### [ZIEL DER ÜBUNG]
Entnehmen Sie der gesamten Auflistung sämtliche Zeilen und geben Sie sie wortgetreu wieder. Lassen Sie dabei die Bilder weg.

### [AUSGANGSMATERIAL]
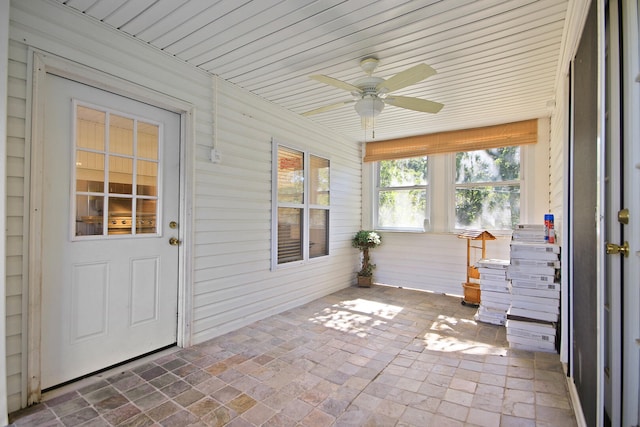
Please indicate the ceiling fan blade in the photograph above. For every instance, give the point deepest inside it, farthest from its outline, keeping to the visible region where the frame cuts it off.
(415, 104)
(336, 83)
(327, 108)
(406, 78)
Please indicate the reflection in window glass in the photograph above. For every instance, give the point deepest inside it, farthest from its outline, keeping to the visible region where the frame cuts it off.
(487, 190)
(146, 216)
(147, 178)
(116, 175)
(289, 235)
(402, 193)
(318, 232)
(319, 181)
(402, 208)
(119, 220)
(89, 219)
(120, 175)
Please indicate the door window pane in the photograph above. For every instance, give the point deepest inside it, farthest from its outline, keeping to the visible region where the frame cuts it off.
(145, 216)
(289, 235)
(290, 176)
(319, 181)
(147, 178)
(404, 208)
(120, 174)
(89, 218)
(131, 163)
(89, 171)
(318, 232)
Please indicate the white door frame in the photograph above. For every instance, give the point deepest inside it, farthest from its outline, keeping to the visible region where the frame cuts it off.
(44, 63)
(631, 272)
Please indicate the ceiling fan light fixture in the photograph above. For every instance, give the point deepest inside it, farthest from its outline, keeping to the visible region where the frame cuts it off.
(369, 106)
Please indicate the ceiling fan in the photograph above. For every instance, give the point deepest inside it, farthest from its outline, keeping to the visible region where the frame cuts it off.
(370, 93)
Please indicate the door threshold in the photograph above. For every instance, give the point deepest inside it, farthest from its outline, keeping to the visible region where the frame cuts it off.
(93, 378)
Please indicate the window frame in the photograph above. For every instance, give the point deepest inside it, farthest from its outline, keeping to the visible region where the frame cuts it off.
(440, 215)
(426, 225)
(306, 207)
(453, 186)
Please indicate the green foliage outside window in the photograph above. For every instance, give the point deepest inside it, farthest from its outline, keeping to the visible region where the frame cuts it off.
(402, 193)
(488, 188)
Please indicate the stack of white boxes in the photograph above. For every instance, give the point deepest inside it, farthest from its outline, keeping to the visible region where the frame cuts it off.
(535, 292)
(495, 297)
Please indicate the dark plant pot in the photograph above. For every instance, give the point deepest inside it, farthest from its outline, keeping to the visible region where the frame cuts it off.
(365, 281)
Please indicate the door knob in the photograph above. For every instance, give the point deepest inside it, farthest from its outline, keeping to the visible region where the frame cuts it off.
(613, 249)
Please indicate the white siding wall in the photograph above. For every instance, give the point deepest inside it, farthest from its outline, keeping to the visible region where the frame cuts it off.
(16, 247)
(232, 281)
(430, 261)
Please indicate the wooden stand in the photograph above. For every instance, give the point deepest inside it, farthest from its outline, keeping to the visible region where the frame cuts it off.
(472, 289)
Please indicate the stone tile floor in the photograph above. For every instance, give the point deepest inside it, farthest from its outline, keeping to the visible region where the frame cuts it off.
(376, 356)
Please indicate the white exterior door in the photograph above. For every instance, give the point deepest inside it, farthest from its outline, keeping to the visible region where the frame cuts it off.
(110, 207)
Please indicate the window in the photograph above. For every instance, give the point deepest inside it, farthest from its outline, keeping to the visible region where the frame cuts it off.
(402, 194)
(116, 174)
(302, 204)
(487, 188)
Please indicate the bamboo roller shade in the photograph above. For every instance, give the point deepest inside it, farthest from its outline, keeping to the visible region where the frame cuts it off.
(504, 135)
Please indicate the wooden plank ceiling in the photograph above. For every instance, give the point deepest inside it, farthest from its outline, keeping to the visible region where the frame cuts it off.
(496, 60)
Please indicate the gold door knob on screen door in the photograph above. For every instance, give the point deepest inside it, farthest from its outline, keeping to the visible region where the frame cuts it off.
(613, 249)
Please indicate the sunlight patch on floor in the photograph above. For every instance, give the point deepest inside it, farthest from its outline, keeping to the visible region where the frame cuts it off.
(356, 316)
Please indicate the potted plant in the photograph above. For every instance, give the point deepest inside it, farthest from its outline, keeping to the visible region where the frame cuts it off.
(365, 240)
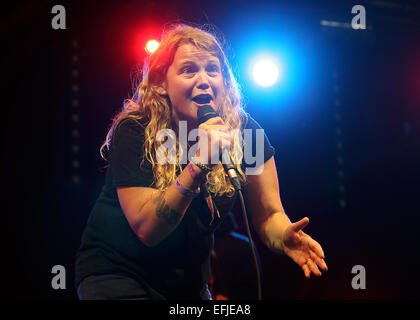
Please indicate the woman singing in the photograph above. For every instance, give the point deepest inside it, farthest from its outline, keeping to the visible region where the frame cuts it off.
(150, 232)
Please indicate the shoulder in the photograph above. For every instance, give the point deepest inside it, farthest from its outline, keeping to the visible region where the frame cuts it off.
(248, 122)
(130, 126)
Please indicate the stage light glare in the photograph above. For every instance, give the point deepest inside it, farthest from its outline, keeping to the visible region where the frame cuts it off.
(265, 72)
(151, 46)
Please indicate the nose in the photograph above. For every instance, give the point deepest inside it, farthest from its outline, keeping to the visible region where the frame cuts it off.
(202, 81)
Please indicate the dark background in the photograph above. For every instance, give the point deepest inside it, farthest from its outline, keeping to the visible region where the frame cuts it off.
(353, 94)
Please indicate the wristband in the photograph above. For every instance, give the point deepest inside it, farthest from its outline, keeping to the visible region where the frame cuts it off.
(195, 175)
(185, 191)
(201, 165)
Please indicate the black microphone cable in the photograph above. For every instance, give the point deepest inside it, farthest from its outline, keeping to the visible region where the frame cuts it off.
(205, 113)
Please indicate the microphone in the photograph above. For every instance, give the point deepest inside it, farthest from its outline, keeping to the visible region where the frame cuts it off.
(205, 113)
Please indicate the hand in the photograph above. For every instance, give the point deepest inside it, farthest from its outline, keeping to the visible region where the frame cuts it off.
(302, 249)
(213, 137)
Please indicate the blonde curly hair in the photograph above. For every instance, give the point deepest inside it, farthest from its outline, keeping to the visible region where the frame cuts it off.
(148, 103)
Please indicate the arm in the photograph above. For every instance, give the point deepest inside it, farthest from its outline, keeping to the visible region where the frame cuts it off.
(263, 199)
(274, 227)
(152, 214)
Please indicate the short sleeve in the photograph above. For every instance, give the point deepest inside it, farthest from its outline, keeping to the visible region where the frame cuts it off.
(257, 149)
(126, 156)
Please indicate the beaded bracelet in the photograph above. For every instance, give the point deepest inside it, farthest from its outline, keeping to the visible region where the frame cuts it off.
(195, 175)
(201, 165)
(185, 191)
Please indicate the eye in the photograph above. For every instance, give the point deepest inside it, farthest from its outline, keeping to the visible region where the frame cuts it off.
(188, 69)
(213, 68)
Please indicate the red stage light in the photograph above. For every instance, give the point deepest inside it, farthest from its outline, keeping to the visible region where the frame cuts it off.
(151, 46)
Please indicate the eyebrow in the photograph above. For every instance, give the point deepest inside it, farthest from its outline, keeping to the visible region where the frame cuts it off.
(189, 61)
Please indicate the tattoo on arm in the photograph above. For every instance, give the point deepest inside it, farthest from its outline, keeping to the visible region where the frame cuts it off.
(164, 212)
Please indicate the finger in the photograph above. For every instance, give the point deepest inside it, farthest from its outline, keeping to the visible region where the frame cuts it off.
(306, 271)
(312, 266)
(315, 246)
(319, 262)
(297, 226)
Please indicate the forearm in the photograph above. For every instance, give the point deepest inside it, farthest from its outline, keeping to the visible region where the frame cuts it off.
(272, 230)
(163, 212)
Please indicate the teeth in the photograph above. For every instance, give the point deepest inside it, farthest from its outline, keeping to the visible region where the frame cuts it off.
(202, 99)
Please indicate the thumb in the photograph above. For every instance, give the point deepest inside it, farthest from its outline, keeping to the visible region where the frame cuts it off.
(297, 226)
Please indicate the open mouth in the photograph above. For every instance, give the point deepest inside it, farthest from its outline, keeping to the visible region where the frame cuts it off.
(202, 98)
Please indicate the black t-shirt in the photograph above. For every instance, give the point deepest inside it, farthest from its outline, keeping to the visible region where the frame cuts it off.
(178, 267)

### [ERGEBNIS DER ÜBUNG]
Please indicate the ceiling fan blade in the photograph above. For every instance, give the point deepest inside it, farthest from its outline, keeping to the visible region where the frame cuts it off.
(415, 104)
(336, 83)
(327, 108)
(406, 78)
Please indicate the reflection in window glass in the photograph above. For every instance, give the point deepest inside it, farthest from its outline, keeping to the visible region where the frame cuts it off.
(487, 190)
(146, 216)
(147, 178)
(116, 175)
(289, 235)
(402, 193)
(318, 232)
(319, 181)
(402, 208)
(119, 220)
(89, 219)
(120, 175)
Please indicate the door window pane in the photograph above. For every instance, give the point deepest inside it, farthest from its outline, keeping to the visible region where the frame cuts it off.
(145, 216)
(289, 235)
(290, 176)
(319, 181)
(147, 178)
(404, 208)
(120, 174)
(89, 218)
(131, 163)
(89, 171)
(318, 232)
Please indicate the white door frame in the photograph above. For every instance, give the point deepest inside it, farthest from its outline, keeping to the visible region where the frame cuts it off.
(44, 63)
(631, 272)
Please indicate the ceiling fan light fixture in the photograph above. For every instance, give the point deepest inside it, farthest from its outline, keeping to the visible region where the frame cuts it off.
(369, 106)
Please indicate the ceiling fan in the photograph above. For every instance, give the point deepest inside it, farthest from its outline, keeping to the visible region where the frame cuts it off.
(370, 93)
Please indicate the door threshold in the photograph above. For every instance, give the point deepest inside it, farthest from its outline, keeping to the visible region where the frame cuts it off.
(93, 378)
Please indicate the window frame in the photograph above. For every instance, give the point deepest inside it, farthest from its outline, keeping to the visible region where the frame cuts it off.
(440, 215)
(426, 225)
(306, 207)
(453, 186)
Please indicate the green foliage outside window in the photograph above. For every instance, give the point deepest inside it, farthest from its outline, keeping to the visible region where the frame cuts it off.
(402, 193)
(488, 188)
Please indicate the stack of white boxes in the photograph above. For every instance, give the point deepest inside it, farthest from its outline, keeping to the visible region where the frame cuts it off.
(535, 292)
(495, 297)
Please indicate the dark plant pot in the photograph above. For every instance, give the point deepest inside it, farthest from its outline, keeping to the visible region where the frame cuts it off.
(365, 281)
Please indicate the door knob in the photograph above. For every instance, give the point deepest inside it, farthest from its outline, keeping to the visible region where the frame cuts it off.
(613, 249)
Please indicate the white siding wall in the photograph above. For every instance, give the point deepest inside it, farthest from its outline, keeping to the visible region where the frame cuts it off.
(16, 247)
(232, 281)
(430, 261)
Please indicate the wooden stand in the photograph above. For every instance, give the point deepest inside it, farthest from its outline, keeping to the visible region where the frame cuts it off.
(472, 289)
Please indicate the stone tile floor in the photograph above. For every instance, give the point deepest inside it, farthest from its outline, keeping to the visible region where the frame cuts it off.
(376, 356)
Please indicate the white exterior door in the photograph above. For every instance, give the point deepest inside it, farthest from its outline, keeping to the visible region where the frame cuts it off.
(110, 207)
Please indicate the window in the photograph above. For every instance, give the point deepest inside it, farthest from its outline, keeping to the visible region where the frame cuts it off.
(402, 194)
(116, 174)
(302, 204)
(487, 188)
Please indicate the bamboo roller shade in the photograph above. For every instance, give the point deepest inside it, farthest from its outline, keeping to the visible region where the frame cuts it off.
(504, 135)
Please indicate the wooden plank ceiling in the photograph above. For every instance, give the point deepest inside it, farthest from its outline, keeping to the visible region where the frame cuts it off.
(496, 60)
Please indicate the gold door knob on screen door in the photograph above. For every instance, give the point deepest inside it, farthest from its outline, keeping to the visible region where the frame cuts it off.
(613, 249)
Please indicate the sunlight patch on floor in the photograph above. For every instance, give the point deepest inside it, farthest from its outline, keeping to the visible region where the frame cuts it off.
(356, 316)
Please indicate the potted plant in the photograph above. For every instance, give the point deepest inside it, farthest from its outline, keeping to the visible region where the frame cuts it off.
(365, 240)
Please indicate the woman singing in the photograph above. For every instance, give the point deepest inside it, farthest from its outline, keeping to the visible region where the frame cuts it off.
(150, 232)
Please indicate the shoulder in the photograph above. For every instance, give the point deepest inside it, farthest from its outline, keeping to the visible region where the frame cuts it off.
(248, 122)
(130, 126)
Please indicate the stage light glare in the photograph above. For every instance, give the point deepest inside it, farthest from its outline, keeping to the visible region where the frame cuts it off.
(265, 72)
(151, 46)
Please indicate the nose in the photograph above. For every instance, give the point deepest inside it, farthest from its outline, keeping to the visible region where the frame cuts it off.
(202, 81)
Please indicate the dark background in the photograph above. For every instance, give the point deepest inside it, farthest from its outline, keeping to the visible region where the frame cuts it off.
(353, 94)
Please indicate the wristband in the photograph above. For every instance, give the point deepest inside it, farthest from its outline, keeping to the visible region where the frame cuts it off.
(195, 175)
(185, 191)
(201, 165)
Please indicate the black microphone cable in the photograph above. For every instance, give the point deepest inside it, farthest from its outline, keeping to the visible region where the frame cuts it off.
(205, 113)
Please indicate the microphone in the photograph above. For every instance, give the point deepest inside it, farthest from its outline, keeping to the visible region where the frame cuts it off.
(205, 113)
Please indicate the hand in the photograph above. For every instance, give the point deepest inside it, farthest from its outline, keeping to the visible region where the frame cuts it off.
(302, 249)
(213, 137)
Please indicate the blonde curly hair in the photograph above. For every instance, give the point deepest inside it, farthest from its outline, keeping to the visible region where the frame cuts it off.
(148, 103)
Please indicate the arm in the photograph above. For every instance, give the point deepest inside it, farthest from its outline, keeping to the visible region where the frame cuts it off.
(263, 199)
(274, 227)
(152, 214)
Please indicate the short sleeve in the photograph above. For every instance, give the point deepest inside it, farthest from its outline, keeping to the visible region where the frame cuts it off.
(257, 149)
(126, 156)
Please indicate the beaded bracelet in the photograph above. For every instance, give the point deepest inside it, farthest from its outline, keeping to the visible region where the frame cuts it off.
(195, 175)
(201, 165)
(185, 191)
Please indicate the eye in the photograph above. For every instance, give the point deepest inside it, farthest from its outline, keeping to the visible region where the frame cuts it off.
(188, 69)
(213, 68)
Please indicate the red stage light in the photograph above. For every instance, give the point deepest inside it, farthest from its outline, keeping to the visible region where the frame cuts it off.
(151, 46)
Please indicate the eyebrow in the photograph above. For every instance, give the point deepest inside it, farthest from its outline, keeping to the visible region where the frame cuts it off.
(189, 61)
Please indicate the tattoo on arm in the photograph above. For every instance, give the point deepest inside it, farthest from its outline, keeping to the visible region where the frame cuts it off.
(164, 212)
Please indicate the finger in the photograph above. For every instance, give the point deepest inside it, farthest from its outline, keeping to the visible region where the frame cuts it off.
(306, 271)
(312, 266)
(315, 246)
(319, 262)
(297, 226)
Please indicate the forearm in the photograph above. For every instance, give the point deepest inside it, farthest from its outline, keeping to the visible region where the frame cuts it off.
(272, 230)
(163, 212)
Please indicate the teeth in the photograph above. For every instance, give the point deepest inside it, farthest from its outline, keeping to the visible region where the frame cuts it off.
(202, 99)
Please indicate the thumb in the photograph above. For every instance, give the point deepest inside it, farthest from its outline, keeping to the visible region where the frame cuts it off.
(297, 226)
Please indicate the open mouth in the photograph above. For every instance, give the point deepest inside it, farthest from its outline, keeping to the visible region where the frame cuts it off.
(202, 98)
Please indicate the black t-shirt in the photograph above. For every instance, give the point deepest inside it, farthest from its outline, keeping to the visible region where the frame cuts it off.
(178, 267)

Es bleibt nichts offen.